Image point grounding data:
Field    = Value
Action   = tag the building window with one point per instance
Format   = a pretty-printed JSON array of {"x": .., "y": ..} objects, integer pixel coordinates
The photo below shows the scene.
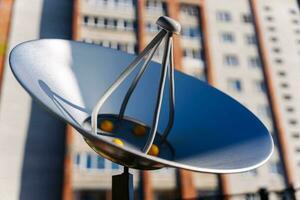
[
  {"x": 275, "y": 168},
  {"x": 231, "y": 60},
  {"x": 227, "y": 37},
  {"x": 192, "y": 53},
  {"x": 224, "y": 16},
  {"x": 77, "y": 159},
  {"x": 293, "y": 122},
  {"x": 271, "y": 28},
  {"x": 88, "y": 161},
  {"x": 295, "y": 21},
  {"x": 274, "y": 39},
  {"x": 264, "y": 111},
  {"x": 100, "y": 162},
  {"x": 293, "y": 12},
  {"x": 284, "y": 85},
  {"x": 154, "y": 5},
  {"x": 267, "y": 8},
  {"x": 247, "y": 18},
  {"x": 296, "y": 135},
  {"x": 290, "y": 109},
  {"x": 254, "y": 62},
  {"x": 278, "y": 61},
  {"x": 297, "y": 31},
  {"x": 260, "y": 86},
  {"x": 189, "y": 10},
  {"x": 269, "y": 18},
  {"x": 281, "y": 73},
  {"x": 191, "y": 32},
  {"x": 235, "y": 85},
  {"x": 250, "y": 39},
  {"x": 287, "y": 97},
  {"x": 85, "y": 19},
  {"x": 151, "y": 27},
  {"x": 276, "y": 50}
]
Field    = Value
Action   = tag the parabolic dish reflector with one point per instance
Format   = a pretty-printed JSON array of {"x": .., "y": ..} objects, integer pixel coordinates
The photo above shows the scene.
[{"x": 211, "y": 133}]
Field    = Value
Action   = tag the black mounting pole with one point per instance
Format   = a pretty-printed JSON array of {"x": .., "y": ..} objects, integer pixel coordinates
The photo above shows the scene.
[{"x": 122, "y": 186}]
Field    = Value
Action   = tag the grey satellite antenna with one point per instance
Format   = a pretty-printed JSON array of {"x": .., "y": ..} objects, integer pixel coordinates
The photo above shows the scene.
[{"x": 124, "y": 114}]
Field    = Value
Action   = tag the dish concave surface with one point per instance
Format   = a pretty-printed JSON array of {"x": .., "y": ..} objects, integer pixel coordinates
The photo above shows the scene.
[{"x": 212, "y": 132}]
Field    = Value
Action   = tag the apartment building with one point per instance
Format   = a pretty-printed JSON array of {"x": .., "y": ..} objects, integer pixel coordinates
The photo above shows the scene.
[{"x": 247, "y": 48}]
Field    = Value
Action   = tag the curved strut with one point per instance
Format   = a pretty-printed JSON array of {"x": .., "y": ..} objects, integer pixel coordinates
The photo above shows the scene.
[{"x": 167, "y": 70}]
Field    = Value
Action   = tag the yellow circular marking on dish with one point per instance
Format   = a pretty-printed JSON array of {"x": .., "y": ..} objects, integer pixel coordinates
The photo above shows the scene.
[
  {"x": 154, "y": 150},
  {"x": 139, "y": 130},
  {"x": 107, "y": 126},
  {"x": 118, "y": 142}
]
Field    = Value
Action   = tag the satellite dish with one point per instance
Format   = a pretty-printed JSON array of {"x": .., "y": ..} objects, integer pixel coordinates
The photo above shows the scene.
[{"x": 211, "y": 132}]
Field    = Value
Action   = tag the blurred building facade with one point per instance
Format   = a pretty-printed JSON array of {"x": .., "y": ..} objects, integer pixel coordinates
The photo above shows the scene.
[{"x": 249, "y": 49}]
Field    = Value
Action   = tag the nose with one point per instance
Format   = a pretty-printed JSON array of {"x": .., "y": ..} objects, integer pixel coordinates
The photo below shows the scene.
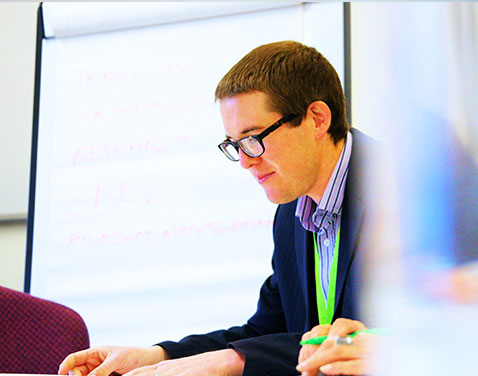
[{"x": 246, "y": 161}]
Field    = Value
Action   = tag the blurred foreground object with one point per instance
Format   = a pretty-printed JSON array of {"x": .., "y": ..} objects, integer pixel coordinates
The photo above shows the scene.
[{"x": 37, "y": 334}]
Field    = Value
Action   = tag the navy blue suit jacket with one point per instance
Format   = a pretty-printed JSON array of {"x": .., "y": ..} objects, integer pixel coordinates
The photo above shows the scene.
[{"x": 287, "y": 306}]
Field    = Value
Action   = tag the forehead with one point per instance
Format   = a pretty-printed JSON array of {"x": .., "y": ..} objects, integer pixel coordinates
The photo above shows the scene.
[{"x": 246, "y": 113}]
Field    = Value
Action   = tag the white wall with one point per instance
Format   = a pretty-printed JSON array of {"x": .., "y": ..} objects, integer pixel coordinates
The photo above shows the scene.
[{"x": 17, "y": 60}]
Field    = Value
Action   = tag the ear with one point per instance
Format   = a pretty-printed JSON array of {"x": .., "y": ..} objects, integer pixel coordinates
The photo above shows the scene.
[{"x": 322, "y": 117}]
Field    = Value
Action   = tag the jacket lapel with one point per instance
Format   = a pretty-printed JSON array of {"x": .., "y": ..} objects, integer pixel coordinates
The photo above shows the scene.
[{"x": 303, "y": 243}]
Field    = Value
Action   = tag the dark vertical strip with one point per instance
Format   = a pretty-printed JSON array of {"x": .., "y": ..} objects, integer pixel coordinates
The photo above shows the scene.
[
  {"x": 347, "y": 62},
  {"x": 33, "y": 163}
]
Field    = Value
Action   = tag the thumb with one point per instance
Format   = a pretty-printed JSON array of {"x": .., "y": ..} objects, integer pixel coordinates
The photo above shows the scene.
[{"x": 104, "y": 369}]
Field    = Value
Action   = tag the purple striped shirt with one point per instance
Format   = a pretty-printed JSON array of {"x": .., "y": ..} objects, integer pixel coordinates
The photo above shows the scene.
[{"x": 324, "y": 218}]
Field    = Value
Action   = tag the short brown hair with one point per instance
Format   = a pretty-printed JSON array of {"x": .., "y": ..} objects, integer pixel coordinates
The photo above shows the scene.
[{"x": 293, "y": 76}]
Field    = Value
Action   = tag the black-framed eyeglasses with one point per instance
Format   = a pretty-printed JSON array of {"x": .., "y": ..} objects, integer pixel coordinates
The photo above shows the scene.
[{"x": 252, "y": 146}]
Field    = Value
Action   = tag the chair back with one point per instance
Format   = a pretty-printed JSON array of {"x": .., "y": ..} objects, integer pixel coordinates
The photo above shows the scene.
[{"x": 37, "y": 334}]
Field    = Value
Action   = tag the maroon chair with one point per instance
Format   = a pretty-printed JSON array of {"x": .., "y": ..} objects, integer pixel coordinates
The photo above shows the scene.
[{"x": 37, "y": 334}]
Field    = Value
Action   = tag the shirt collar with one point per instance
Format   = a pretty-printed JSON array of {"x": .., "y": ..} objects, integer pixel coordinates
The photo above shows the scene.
[{"x": 330, "y": 204}]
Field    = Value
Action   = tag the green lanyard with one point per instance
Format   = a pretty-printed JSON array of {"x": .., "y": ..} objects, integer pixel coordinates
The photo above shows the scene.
[{"x": 326, "y": 311}]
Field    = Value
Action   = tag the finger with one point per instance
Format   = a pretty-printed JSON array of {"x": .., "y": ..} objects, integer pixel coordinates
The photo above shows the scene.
[
  {"x": 306, "y": 352},
  {"x": 105, "y": 368},
  {"x": 79, "y": 371},
  {"x": 146, "y": 370},
  {"x": 72, "y": 361},
  {"x": 342, "y": 327},
  {"x": 348, "y": 367},
  {"x": 330, "y": 355}
]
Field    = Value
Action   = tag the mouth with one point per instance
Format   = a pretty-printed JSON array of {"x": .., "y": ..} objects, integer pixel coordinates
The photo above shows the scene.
[{"x": 262, "y": 178}]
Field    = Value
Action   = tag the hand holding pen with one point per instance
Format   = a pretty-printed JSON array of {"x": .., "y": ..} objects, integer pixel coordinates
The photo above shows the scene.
[{"x": 331, "y": 357}]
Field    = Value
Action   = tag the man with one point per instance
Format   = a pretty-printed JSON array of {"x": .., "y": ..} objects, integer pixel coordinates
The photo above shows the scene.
[{"x": 283, "y": 110}]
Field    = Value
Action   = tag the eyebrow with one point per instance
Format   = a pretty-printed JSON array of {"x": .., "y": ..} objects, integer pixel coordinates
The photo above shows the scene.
[{"x": 247, "y": 130}]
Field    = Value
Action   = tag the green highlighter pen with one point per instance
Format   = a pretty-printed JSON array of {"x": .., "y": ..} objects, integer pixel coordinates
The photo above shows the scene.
[{"x": 319, "y": 340}]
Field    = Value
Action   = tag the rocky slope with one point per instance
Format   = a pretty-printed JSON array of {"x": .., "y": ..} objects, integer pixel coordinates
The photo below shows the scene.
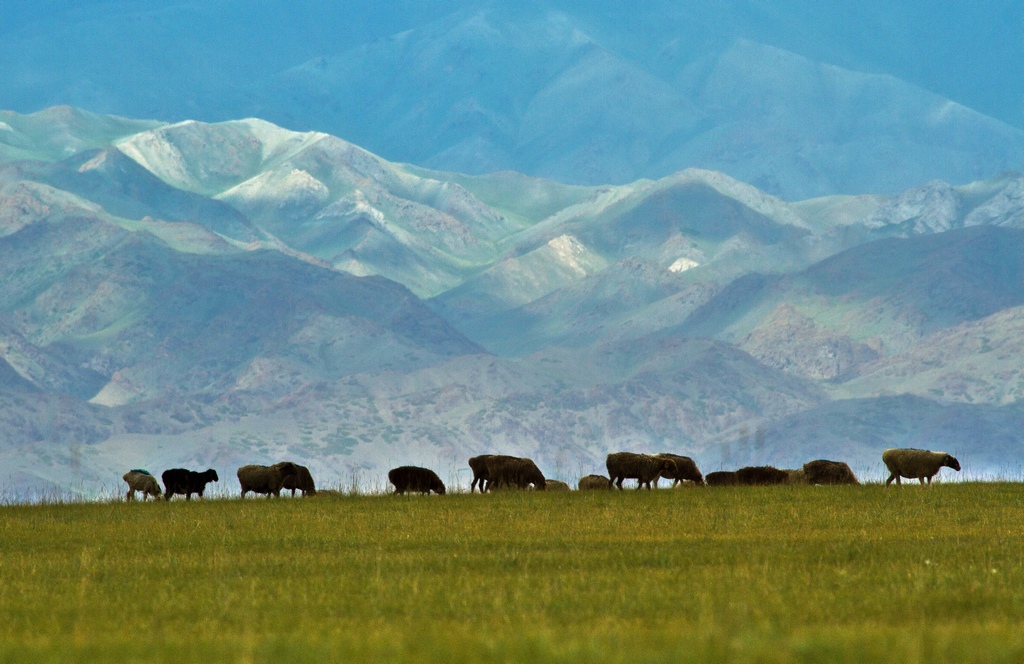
[{"x": 215, "y": 294}]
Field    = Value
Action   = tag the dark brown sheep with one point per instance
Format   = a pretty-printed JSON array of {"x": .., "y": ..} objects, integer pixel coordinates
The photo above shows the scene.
[
  {"x": 642, "y": 467},
  {"x": 302, "y": 481},
  {"x": 721, "y": 479},
  {"x": 478, "y": 465},
  {"x": 594, "y": 483},
  {"x": 186, "y": 483},
  {"x": 762, "y": 475},
  {"x": 415, "y": 479},
  {"x": 685, "y": 469},
  {"x": 828, "y": 472},
  {"x": 507, "y": 472}
]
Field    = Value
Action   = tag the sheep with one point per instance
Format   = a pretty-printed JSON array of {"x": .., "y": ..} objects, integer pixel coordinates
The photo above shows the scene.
[
  {"x": 594, "y": 483},
  {"x": 265, "y": 480},
  {"x": 685, "y": 469},
  {"x": 143, "y": 481},
  {"x": 920, "y": 464},
  {"x": 415, "y": 479},
  {"x": 642, "y": 467},
  {"x": 186, "y": 483},
  {"x": 761, "y": 475},
  {"x": 514, "y": 471},
  {"x": 721, "y": 479},
  {"x": 478, "y": 465},
  {"x": 301, "y": 481},
  {"x": 823, "y": 471}
]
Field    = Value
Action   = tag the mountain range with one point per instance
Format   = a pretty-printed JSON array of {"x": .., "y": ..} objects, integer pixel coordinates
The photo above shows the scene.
[{"x": 216, "y": 294}]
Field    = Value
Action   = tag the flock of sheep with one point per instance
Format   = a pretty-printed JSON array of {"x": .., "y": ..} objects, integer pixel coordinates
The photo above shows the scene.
[{"x": 493, "y": 471}]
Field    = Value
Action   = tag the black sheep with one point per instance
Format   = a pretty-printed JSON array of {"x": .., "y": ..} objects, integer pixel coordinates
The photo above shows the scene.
[
  {"x": 762, "y": 475},
  {"x": 415, "y": 479},
  {"x": 186, "y": 483}
]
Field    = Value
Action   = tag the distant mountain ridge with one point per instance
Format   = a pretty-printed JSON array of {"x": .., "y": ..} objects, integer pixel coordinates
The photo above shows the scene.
[
  {"x": 796, "y": 98},
  {"x": 215, "y": 294}
]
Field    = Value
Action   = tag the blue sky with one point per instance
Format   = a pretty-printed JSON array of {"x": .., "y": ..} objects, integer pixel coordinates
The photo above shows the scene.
[{"x": 79, "y": 52}]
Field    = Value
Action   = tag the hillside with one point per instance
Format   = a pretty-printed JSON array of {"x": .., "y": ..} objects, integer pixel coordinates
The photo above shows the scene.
[{"x": 216, "y": 294}]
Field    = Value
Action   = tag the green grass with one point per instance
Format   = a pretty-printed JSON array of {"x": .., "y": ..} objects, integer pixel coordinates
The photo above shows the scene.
[{"x": 801, "y": 574}]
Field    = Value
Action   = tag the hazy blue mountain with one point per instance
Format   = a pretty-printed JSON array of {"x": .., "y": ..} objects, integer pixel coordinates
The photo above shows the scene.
[
  {"x": 215, "y": 294},
  {"x": 798, "y": 98}
]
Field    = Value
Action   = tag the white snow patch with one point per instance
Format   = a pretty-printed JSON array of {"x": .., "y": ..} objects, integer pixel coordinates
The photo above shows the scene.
[{"x": 570, "y": 252}]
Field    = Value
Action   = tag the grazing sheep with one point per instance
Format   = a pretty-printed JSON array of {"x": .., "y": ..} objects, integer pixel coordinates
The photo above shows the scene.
[
  {"x": 761, "y": 475},
  {"x": 594, "y": 483},
  {"x": 827, "y": 472},
  {"x": 915, "y": 464},
  {"x": 685, "y": 469},
  {"x": 506, "y": 472},
  {"x": 301, "y": 481},
  {"x": 143, "y": 481},
  {"x": 265, "y": 480},
  {"x": 415, "y": 479},
  {"x": 478, "y": 465},
  {"x": 721, "y": 479},
  {"x": 186, "y": 483},
  {"x": 642, "y": 467}
]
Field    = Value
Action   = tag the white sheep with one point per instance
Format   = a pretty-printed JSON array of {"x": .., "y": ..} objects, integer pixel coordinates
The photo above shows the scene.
[
  {"x": 141, "y": 481},
  {"x": 920, "y": 464}
]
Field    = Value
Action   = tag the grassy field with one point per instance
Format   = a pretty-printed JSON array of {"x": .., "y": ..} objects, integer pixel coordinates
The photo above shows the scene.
[{"x": 794, "y": 574}]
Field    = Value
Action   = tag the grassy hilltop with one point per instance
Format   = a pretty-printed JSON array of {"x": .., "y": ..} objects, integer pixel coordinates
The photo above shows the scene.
[{"x": 744, "y": 574}]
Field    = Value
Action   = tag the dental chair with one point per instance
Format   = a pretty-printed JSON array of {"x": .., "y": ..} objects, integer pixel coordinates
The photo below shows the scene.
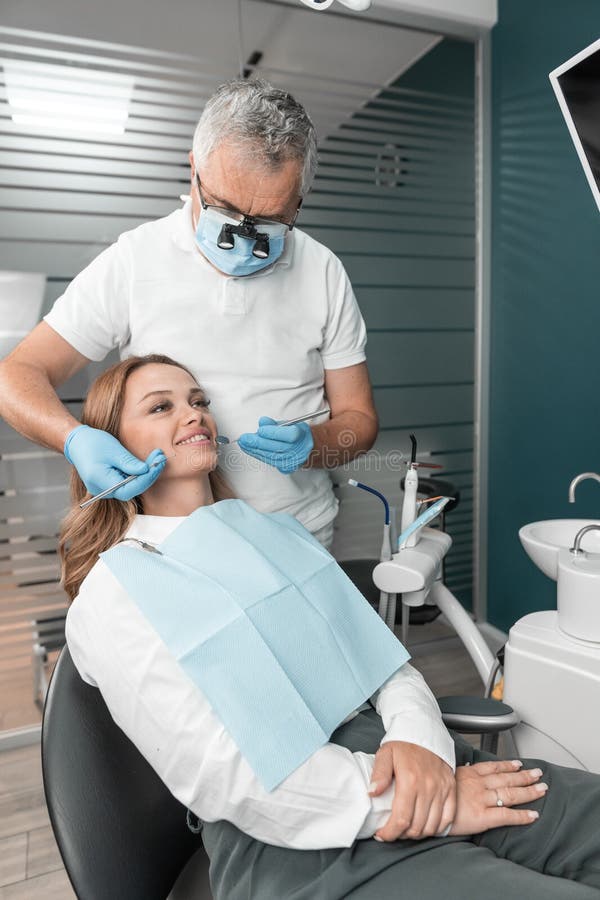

◆ **Task brief**
Find the lines above that contain the string "dark" and answer with how many there are, nothing else.

◆ **Your response**
2